INPUT ROWS:
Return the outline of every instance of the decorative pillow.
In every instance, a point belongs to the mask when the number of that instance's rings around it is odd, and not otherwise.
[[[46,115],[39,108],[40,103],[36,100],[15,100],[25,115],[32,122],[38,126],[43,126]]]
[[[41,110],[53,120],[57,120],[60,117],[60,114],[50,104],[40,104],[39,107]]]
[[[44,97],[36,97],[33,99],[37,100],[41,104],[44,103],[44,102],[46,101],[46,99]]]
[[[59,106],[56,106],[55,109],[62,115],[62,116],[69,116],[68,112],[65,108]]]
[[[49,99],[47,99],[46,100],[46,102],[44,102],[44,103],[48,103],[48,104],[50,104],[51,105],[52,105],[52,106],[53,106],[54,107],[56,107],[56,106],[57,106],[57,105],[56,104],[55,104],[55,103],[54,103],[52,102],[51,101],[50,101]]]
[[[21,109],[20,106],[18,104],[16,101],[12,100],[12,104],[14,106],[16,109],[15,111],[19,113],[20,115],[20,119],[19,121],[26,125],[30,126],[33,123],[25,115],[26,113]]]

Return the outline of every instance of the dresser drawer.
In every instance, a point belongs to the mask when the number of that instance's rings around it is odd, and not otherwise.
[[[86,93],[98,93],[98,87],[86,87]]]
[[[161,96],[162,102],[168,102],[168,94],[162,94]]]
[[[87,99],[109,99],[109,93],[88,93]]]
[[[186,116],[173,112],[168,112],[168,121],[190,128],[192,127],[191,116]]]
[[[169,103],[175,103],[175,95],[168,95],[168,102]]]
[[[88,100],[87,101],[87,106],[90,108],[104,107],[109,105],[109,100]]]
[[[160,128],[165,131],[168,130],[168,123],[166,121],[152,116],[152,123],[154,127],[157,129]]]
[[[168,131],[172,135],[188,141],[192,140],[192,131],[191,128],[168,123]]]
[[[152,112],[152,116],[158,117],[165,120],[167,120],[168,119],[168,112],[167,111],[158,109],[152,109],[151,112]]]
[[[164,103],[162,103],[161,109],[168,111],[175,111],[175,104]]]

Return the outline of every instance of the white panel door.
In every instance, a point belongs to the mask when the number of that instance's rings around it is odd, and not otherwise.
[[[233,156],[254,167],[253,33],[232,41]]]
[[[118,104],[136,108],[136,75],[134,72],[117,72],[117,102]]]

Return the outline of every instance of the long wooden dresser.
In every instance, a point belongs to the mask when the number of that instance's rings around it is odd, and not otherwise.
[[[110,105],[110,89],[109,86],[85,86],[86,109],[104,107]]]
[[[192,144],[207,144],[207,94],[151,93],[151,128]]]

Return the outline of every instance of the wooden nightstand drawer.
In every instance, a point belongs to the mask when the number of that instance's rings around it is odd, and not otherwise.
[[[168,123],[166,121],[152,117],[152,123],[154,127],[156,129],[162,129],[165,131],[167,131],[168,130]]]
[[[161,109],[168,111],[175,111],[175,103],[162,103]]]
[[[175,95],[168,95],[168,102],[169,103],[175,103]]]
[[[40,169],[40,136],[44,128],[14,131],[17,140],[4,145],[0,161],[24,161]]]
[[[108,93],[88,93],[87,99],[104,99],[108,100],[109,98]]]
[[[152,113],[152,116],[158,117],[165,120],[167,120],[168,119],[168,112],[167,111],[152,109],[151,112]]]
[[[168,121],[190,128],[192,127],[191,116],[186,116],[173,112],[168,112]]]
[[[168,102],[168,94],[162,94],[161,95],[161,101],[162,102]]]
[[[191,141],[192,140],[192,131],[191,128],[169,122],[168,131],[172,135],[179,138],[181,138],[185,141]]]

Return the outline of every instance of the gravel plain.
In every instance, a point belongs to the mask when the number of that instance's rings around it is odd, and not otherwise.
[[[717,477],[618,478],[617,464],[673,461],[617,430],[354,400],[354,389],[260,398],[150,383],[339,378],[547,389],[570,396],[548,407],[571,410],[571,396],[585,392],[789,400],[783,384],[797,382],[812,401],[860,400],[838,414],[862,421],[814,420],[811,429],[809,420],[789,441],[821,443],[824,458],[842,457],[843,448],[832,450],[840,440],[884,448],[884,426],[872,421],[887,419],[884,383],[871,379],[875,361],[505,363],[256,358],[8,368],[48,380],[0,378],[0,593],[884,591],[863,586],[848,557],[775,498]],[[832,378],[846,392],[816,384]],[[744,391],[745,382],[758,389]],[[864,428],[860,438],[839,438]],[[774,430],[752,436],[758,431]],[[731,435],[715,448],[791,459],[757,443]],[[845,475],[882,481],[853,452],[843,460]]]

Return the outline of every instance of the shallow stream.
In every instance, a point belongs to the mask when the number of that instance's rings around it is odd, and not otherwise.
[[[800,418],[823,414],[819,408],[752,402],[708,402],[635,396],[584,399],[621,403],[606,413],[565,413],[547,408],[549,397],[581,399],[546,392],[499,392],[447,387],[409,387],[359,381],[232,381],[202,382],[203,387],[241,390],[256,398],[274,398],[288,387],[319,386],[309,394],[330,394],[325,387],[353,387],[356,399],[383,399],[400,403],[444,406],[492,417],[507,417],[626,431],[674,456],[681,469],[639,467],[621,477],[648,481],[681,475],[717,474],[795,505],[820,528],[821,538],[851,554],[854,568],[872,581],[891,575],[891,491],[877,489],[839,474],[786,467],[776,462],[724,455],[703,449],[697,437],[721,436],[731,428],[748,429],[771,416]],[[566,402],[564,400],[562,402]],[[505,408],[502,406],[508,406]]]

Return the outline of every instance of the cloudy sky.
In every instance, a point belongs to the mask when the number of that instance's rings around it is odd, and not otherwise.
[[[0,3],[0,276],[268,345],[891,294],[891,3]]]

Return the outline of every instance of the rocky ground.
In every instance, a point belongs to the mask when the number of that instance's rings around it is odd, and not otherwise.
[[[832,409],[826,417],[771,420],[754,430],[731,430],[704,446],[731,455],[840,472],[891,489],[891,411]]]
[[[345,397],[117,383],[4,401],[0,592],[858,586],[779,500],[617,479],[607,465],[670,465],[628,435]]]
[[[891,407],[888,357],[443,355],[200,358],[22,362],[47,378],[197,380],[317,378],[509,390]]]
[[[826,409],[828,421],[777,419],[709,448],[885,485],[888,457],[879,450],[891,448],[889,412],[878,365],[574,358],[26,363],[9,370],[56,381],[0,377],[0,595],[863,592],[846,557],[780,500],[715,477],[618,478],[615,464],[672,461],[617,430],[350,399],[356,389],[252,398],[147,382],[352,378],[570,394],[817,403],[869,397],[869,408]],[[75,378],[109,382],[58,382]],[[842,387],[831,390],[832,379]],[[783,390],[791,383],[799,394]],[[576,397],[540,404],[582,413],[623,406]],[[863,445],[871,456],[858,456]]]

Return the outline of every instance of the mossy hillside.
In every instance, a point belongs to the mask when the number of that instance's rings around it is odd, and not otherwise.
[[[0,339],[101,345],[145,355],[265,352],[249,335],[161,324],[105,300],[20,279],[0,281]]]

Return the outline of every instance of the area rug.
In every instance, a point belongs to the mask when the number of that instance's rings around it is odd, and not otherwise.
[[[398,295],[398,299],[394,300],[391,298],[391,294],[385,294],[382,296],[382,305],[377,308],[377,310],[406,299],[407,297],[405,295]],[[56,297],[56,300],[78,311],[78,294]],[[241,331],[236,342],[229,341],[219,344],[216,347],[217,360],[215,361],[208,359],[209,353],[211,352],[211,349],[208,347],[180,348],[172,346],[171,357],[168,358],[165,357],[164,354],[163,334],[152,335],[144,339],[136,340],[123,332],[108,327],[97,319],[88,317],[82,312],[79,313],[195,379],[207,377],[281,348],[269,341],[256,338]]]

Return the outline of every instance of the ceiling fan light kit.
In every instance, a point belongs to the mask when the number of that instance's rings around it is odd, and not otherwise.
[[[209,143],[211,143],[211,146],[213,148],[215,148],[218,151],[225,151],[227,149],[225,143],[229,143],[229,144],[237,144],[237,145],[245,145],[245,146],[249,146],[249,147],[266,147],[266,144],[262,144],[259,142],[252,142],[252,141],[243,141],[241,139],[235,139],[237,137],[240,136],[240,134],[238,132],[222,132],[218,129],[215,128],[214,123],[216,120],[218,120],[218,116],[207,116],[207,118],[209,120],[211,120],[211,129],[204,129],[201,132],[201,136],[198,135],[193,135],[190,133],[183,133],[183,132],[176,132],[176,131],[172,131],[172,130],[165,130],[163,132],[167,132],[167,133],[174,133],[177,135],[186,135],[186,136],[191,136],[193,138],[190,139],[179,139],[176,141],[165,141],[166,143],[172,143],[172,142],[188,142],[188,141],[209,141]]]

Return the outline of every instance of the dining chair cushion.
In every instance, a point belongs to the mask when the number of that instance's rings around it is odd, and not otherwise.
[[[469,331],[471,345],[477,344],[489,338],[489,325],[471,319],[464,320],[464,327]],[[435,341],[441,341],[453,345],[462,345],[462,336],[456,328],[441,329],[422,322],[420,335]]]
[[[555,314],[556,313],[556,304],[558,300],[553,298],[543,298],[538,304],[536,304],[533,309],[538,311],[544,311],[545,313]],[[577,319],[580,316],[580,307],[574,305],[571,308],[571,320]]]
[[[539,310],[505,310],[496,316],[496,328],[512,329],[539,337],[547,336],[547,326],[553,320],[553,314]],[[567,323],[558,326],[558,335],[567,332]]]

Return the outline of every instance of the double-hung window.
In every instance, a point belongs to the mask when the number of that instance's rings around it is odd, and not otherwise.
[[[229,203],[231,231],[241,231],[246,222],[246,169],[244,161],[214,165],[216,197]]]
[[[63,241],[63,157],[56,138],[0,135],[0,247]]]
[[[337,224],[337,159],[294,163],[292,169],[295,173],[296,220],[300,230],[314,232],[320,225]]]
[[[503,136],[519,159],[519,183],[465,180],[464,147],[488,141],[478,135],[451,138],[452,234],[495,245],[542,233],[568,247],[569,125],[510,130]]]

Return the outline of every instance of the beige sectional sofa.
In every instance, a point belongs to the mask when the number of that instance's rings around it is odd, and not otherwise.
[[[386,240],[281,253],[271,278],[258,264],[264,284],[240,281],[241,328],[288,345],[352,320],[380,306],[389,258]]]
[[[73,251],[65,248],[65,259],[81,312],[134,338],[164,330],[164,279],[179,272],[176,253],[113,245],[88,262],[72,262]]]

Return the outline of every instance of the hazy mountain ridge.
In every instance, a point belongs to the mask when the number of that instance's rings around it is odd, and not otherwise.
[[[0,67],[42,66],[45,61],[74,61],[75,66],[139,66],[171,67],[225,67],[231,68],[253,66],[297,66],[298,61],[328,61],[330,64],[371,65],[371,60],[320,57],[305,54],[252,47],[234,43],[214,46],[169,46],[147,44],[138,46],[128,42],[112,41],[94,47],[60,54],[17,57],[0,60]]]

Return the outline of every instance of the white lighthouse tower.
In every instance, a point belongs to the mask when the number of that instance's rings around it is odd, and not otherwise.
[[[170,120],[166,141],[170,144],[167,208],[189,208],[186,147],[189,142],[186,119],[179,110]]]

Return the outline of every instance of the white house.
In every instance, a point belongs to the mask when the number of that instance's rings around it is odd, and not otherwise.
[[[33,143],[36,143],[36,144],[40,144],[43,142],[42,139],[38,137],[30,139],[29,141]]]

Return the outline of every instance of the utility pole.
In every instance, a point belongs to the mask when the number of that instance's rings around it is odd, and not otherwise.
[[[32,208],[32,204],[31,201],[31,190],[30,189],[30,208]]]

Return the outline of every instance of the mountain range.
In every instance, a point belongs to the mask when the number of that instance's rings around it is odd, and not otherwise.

EXERCISE REQUIREMENTS: Retype every line of the entries from the one containing "Return the outline of every instance of the white lighthouse" down to the one containing "[[[32,208],[32,204],[31,201],[31,190],[30,189],[30,208]]]", including both of those lines, with nothing changed.

WORKED ANSWER:
Return the outline of every instance of the white lighthouse tower.
In every instance, a point belongs to the mask when the number of that instance's rings around it is odd, and not otherwise.
[[[170,120],[166,141],[170,144],[167,208],[189,208],[186,147],[189,142],[186,119],[179,110]]]

Return the outline of every instance of the white house.
In every instance, a point belongs to the mask when the number of that instance's rings around it is odd, and not otherwise.
[[[33,143],[36,143],[36,144],[40,144],[43,142],[42,139],[38,137],[30,139],[29,141]]]

Return the outline of every instance of the utility pole.
In every instance, a point belongs to the mask when the number of that instance's rings around it is odd, and not otherwise.
[[[32,208],[32,204],[31,201],[31,190],[30,189],[30,208]]]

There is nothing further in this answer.